[Opening PROVIDED DATA section]

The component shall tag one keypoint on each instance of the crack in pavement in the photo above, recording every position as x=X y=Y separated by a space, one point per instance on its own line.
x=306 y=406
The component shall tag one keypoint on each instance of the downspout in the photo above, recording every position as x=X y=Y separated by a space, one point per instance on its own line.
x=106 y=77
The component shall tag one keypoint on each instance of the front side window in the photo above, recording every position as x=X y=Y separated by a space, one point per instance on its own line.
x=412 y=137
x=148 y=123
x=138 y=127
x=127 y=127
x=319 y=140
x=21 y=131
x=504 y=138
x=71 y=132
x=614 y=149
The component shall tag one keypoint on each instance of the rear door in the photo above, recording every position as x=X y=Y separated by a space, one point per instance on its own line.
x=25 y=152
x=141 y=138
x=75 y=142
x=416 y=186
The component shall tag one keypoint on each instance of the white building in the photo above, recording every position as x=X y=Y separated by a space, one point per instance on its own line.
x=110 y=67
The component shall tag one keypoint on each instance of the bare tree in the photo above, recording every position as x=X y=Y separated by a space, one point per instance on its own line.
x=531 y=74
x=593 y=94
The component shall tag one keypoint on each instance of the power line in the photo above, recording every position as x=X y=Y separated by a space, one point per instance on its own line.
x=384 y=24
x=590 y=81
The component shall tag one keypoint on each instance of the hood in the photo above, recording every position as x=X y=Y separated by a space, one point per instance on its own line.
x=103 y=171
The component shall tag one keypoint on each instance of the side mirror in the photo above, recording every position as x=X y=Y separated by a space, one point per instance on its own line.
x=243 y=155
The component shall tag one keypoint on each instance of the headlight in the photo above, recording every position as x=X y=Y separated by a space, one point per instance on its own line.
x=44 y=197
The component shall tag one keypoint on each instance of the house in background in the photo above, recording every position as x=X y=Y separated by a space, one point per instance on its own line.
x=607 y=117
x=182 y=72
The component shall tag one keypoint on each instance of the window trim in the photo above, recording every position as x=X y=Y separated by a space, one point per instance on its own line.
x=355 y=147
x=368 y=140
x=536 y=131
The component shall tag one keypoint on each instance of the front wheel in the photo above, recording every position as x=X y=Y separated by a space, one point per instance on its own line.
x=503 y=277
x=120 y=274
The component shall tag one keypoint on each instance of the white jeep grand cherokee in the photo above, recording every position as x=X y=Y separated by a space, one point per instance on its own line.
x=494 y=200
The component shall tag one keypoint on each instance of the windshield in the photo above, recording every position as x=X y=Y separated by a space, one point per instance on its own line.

[Closing PROVIDED DATA section]

• _TRY IT_:
Retype every line of the material exactly.

• _ANSWER FOR THE TASK_:
The component shall tag one keypoint on each instance of the crack in pavement in the photo above, recording every position as x=X y=Y separated by a space, one point per instance on its own line.
x=306 y=406
The component shall tag one keypoint on each instance of the downspout in the photo above, recording every position as x=X y=Y separated by a space, one point per instance on its own line.
x=106 y=77
The component shall tag one keypoint on each instance of the front side window in the photo above, recording every position as x=X y=Y separated by a space, one point per instance on its own line.
x=412 y=137
x=148 y=123
x=138 y=127
x=127 y=127
x=319 y=140
x=21 y=131
x=504 y=138
x=71 y=132
x=614 y=149
The component shall tag one keypoint on each instance of the rear door in the photo above, recording every position as x=X y=Y separated by a space, one point per instance on its own line.
x=25 y=152
x=141 y=138
x=75 y=142
x=416 y=186
The component shall tag one keypoint on each instance of the white building in the photo above, recording every position as x=X y=Y separated by a space, one point per instance on its own line.
x=110 y=67
The component shall tag one keypoint on each instance of the bare tree in the photo above, recording every position as x=X y=Y separated by a space, one point per instance on its own line.
x=531 y=74
x=593 y=94
The component shall tag one keypoint on each instance of the power line in the photo above, recording every position as x=X y=Y separated by a space, one point per instance on its own line.
x=384 y=24
x=590 y=81
The component shall tag one keypoint on each instance of the hood in the photo above, recording every position as x=X y=Y separated by a space, one point per instance on its own line.
x=103 y=171
The component shall tag one keypoint on each instance of the side mirror in the photo above, recording every position as x=X y=Y separated by a space, one point per instance on its own line.
x=243 y=155
The component shall tag one keypoint on each instance of the headlight in the photo above, recording every position as x=X y=Y separated by a space, one point per instance on its own line.
x=44 y=197
The component shall tag one keypoint on each instance of the house in background in the photo above, recording every position as x=X y=Y separated by a space, one point per instance on its own line.
x=607 y=117
x=182 y=72
The component shall tag one keypoint on each instance of the window trim in the photo above, recording every position as x=X y=Y separated by a space, one point per instance on its own line.
x=355 y=147
x=368 y=140
x=536 y=131
The component shall tag one keypoint on each instance of the front wheel in the photo above, recording every position as x=X y=Y separated by a space, one point per instance on its own line.
x=503 y=277
x=120 y=274
The component shall tag one keypoint on each instance of the white jeep grand cherokee in the photo above, recording every position as x=X y=Y separated by a space, one point per instance on its own line.
x=494 y=200
The component shall tag one keypoint on each instance of the windshield in the photo above, recording every position as x=X y=Y separated by a space, one point per instance on its own line.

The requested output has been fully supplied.